### Document:
►
Tuesday, March 31, 2015

When The Levee Breaks

Last night, I hit the movie theater to check out Led Zeppelin on the big screen. This one night showing featured live footage that spanned the band's career, and while I've really been digging Zeppelin lately, this experience just made me appreciate them even more. The band were a powerhouse live...and seriously, when the shows starts off with that riff for Communication Breakdown, I wanted to be back in 1970 at that show...you could tell that those kids were on the verge of starting a mosh pit, and they just needed me as the spark to set it off. Damn...they were so raw and fierce...and when Immigrant Song starts I'm absolutely blown away by how heavy it is. If I'd heard this song as a kid, instead of focusing on the first two minutes of Stairway To Heaven, I may not have spent the majority of my life hating this band.

I fell a little behind in collecting the Super Deluxe editions for the new Led Zeppelin remasters, but I made a couple of big moves these past couple of months. First up is Led Zeppelin IV.

There are some mega-hits on this thing, and while some people would sit back and think, "Man, I never need to hear Stairway To Heaven again", I'm sitting here jamming the fuck out of these songs. I grew up hating these hit songs, but this new appreciation of the band has me hearing them with new ears, and it feels like I'm hearing them for the first time. As a side note, When The Levee Breaks may be my favorite Zeppelin song ever...at least right now it is. Damn, that song is absolutely crushing with it's heaviness.
◄
### Set of tasks:
• A. Which Led Zeppelin remaster does the blog post name as the first of the writer's recent Super Deluxe purchases?
• B. Pull out everything in the blog post from "I fell a little" down to "Led Zeppelin IV.", copied word for word.

### Entries:
►
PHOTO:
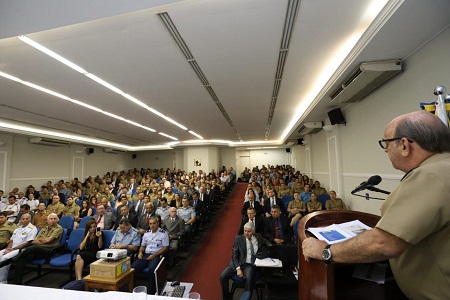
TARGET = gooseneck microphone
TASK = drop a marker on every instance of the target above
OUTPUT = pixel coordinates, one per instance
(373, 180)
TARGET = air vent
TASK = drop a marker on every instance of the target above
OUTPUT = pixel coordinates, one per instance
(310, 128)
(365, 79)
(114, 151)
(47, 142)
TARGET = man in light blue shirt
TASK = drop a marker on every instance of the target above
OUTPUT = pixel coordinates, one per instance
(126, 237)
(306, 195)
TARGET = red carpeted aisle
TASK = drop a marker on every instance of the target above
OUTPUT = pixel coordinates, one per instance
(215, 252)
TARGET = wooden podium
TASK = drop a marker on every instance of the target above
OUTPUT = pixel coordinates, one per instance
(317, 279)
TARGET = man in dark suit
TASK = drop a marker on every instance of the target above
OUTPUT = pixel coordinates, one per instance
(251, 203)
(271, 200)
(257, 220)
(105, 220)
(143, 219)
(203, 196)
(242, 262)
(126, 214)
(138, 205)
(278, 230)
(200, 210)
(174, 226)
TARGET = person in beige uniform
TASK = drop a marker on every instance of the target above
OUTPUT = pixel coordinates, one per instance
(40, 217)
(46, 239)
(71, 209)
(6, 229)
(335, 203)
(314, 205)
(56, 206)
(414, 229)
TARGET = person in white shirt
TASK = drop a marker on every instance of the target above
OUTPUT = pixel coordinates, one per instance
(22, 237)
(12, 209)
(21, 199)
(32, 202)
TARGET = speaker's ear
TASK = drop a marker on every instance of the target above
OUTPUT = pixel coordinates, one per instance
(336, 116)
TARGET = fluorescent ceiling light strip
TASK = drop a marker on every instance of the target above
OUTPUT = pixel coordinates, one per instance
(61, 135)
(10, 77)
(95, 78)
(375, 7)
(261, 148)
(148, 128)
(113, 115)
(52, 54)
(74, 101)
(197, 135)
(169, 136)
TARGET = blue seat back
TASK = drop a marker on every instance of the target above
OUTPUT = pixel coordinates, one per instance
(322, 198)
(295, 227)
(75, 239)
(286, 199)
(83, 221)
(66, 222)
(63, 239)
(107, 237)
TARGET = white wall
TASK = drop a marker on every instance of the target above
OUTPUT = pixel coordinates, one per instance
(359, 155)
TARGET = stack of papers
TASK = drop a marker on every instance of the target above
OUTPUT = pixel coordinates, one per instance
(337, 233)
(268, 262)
◄
### Expected outputs:
• A. Led Zeppelin IV.

• B.
I fell a little behind in collecting the Super Deluxe editions for the new Led Zeppelin remasters, but I made a couple of big moves these past couple of months. First up is Led Zeppelin IV.